PROBLEM STATEMENT » Rewrite all of the records below, replacing each "locate" with "find" and keeping everything else unchanged. Leave the pictures out of your answer.

ITEMS »

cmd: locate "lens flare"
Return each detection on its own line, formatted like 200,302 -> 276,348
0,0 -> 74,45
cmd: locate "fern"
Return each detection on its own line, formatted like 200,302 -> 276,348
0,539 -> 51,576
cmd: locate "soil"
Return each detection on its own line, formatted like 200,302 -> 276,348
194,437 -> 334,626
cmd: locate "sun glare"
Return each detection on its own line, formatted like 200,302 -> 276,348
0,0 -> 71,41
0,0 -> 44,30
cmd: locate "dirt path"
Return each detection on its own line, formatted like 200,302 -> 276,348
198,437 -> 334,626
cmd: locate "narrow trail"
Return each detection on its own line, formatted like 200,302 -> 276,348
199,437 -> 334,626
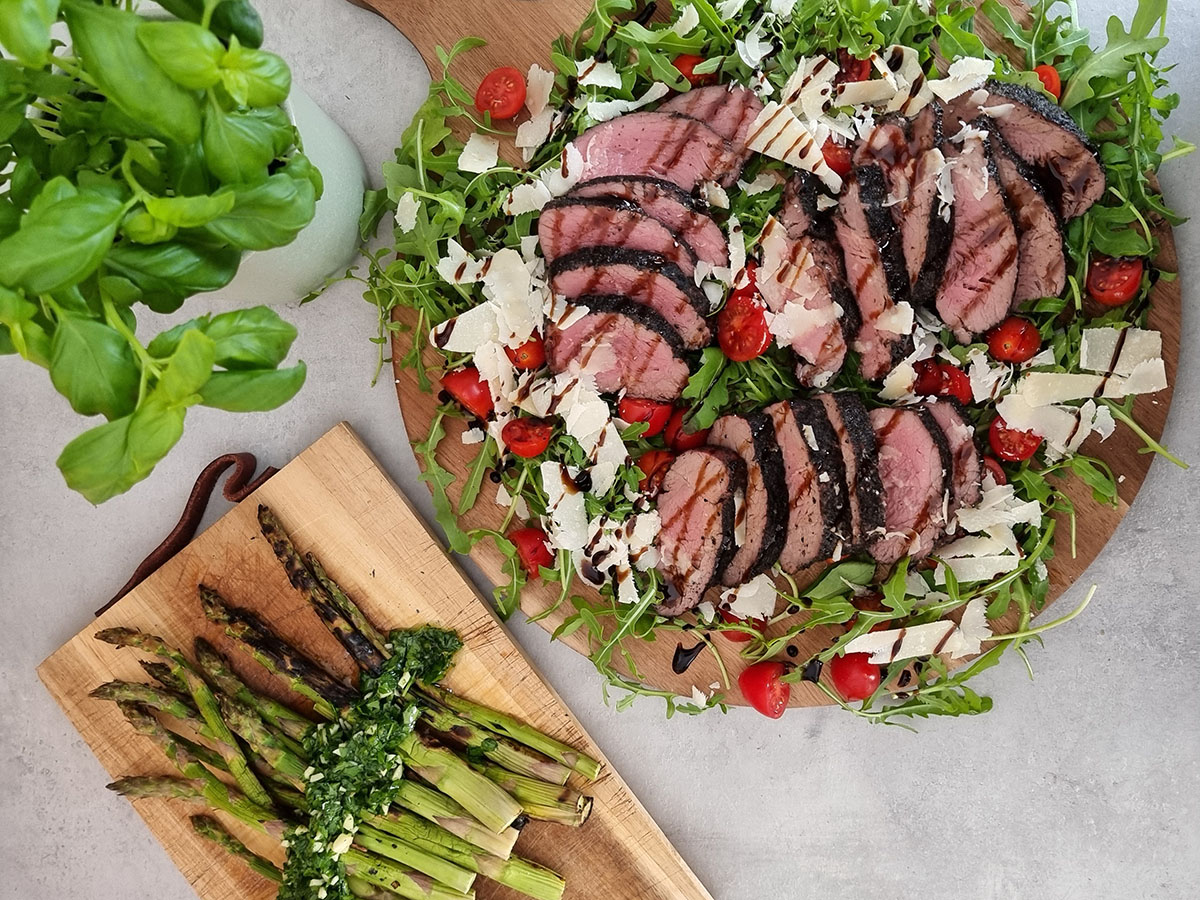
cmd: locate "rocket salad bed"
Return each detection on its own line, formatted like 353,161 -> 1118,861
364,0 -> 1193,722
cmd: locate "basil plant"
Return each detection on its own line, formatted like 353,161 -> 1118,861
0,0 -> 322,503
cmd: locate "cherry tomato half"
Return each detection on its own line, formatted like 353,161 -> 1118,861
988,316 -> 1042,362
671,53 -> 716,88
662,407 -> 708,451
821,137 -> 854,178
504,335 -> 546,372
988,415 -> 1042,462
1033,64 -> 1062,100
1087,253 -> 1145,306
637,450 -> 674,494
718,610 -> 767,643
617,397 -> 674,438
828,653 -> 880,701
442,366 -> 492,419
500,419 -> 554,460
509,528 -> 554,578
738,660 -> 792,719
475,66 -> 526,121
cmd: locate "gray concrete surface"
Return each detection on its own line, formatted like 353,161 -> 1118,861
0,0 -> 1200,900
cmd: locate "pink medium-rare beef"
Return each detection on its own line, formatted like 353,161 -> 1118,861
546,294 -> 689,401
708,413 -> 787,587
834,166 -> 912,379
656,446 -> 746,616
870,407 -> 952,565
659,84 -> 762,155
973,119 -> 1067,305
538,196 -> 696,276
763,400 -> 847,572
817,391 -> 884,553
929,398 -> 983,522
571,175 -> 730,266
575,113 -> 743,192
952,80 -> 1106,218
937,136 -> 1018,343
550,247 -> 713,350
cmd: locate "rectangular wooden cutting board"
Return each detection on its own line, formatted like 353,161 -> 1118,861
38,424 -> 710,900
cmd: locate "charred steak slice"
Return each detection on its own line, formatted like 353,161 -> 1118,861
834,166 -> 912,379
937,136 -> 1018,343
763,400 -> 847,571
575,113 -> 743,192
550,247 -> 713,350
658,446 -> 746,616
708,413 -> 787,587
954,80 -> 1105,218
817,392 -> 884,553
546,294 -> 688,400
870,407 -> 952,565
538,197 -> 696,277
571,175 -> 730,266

TASK OUTPUT »
cmd: find "lens flare"
Return each detection on its own line, formatted like 200,302 -> 276,348
0,0 -> 74,45
cmd: find "fern"
Return each detection on its own line, formatted like 200,302 -> 276,348
0,539 -> 51,576
cmd: find "soil"
Return each detection on its own line, formatted like 200,302 -> 276,348
194,437 -> 334,626
cmd: find "sun glare"
Return each detection on its own line, formatted like 200,302 -> 276,348
0,0 -> 71,41
0,0 -> 44,30
cmd: find "dirt path"
Return each detection on its own line, formatted like 200,302 -> 276,348
198,437 -> 334,626
cmd: find "narrow trail"
Return each detection on its own line, formatted like 200,302 -> 276,348
199,437 -> 334,626
cmd: find "rocket salad bed"
Return each detection on its own line, formatted like 353,161 -> 1118,861
364,0 -> 1193,722
cmd: find "basil plant"
Return each detection on its own line, formatted like 353,161 -> 1118,861
0,0 -> 322,503
cmd: find "cherry tomato half"
Return each detection on its own line, formatted like 353,161 -> 1118,861
988,316 -> 1042,362
671,53 -> 716,88
662,407 -> 708,451
821,137 -> 854,178
504,335 -> 546,372
988,415 -> 1042,462
1033,64 -> 1062,100
1087,253 -> 1145,306
637,450 -> 674,494
718,610 -> 767,643
617,397 -> 674,438
828,653 -> 880,701
442,366 -> 492,419
500,419 -> 554,460
509,528 -> 554,578
738,660 -> 792,719
475,66 -> 526,121
cmd: find "gray concrete surface"
Return each detection on its own line, formatted like 353,161 -> 1118,861
0,0 -> 1200,900
cmd: find "pink medium-rare beef"
Return each detection on its own line, formatted like 353,161 -> 1118,861
546,294 -> 689,401
708,413 -> 787,587
834,166 -> 912,379
656,446 -> 746,616
870,407 -> 952,565
659,84 -> 762,155
973,119 -> 1067,305
538,196 -> 696,276
763,400 -> 847,572
817,391 -> 884,553
929,398 -> 983,522
571,175 -> 730,266
575,113 -> 743,192
952,80 -> 1106,218
937,136 -> 1018,343
550,247 -> 713,350
cmd: find "rectangular wooden cutting board"
Return each detection on its own line, formatted like 353,161 -> 1118,861
38,424 -> 710,900
cmd: find "charred steak slice"
Return each detection on its own line, formatted like 353,161 -> 1118,861
834,166 -> 912,379
937,136 -> 1018,343
763,400 -> 847,571
575,113 -> 743,192
550,247 -> 713,350
658,446 -> 746,616
708,413 -> 787,587
954,80 -> 1105,218
817,392 -> 884,553
546,294 -> 688,400
870,407 -> 952,565
538,197 -> 696,277
571,175 -> 730,266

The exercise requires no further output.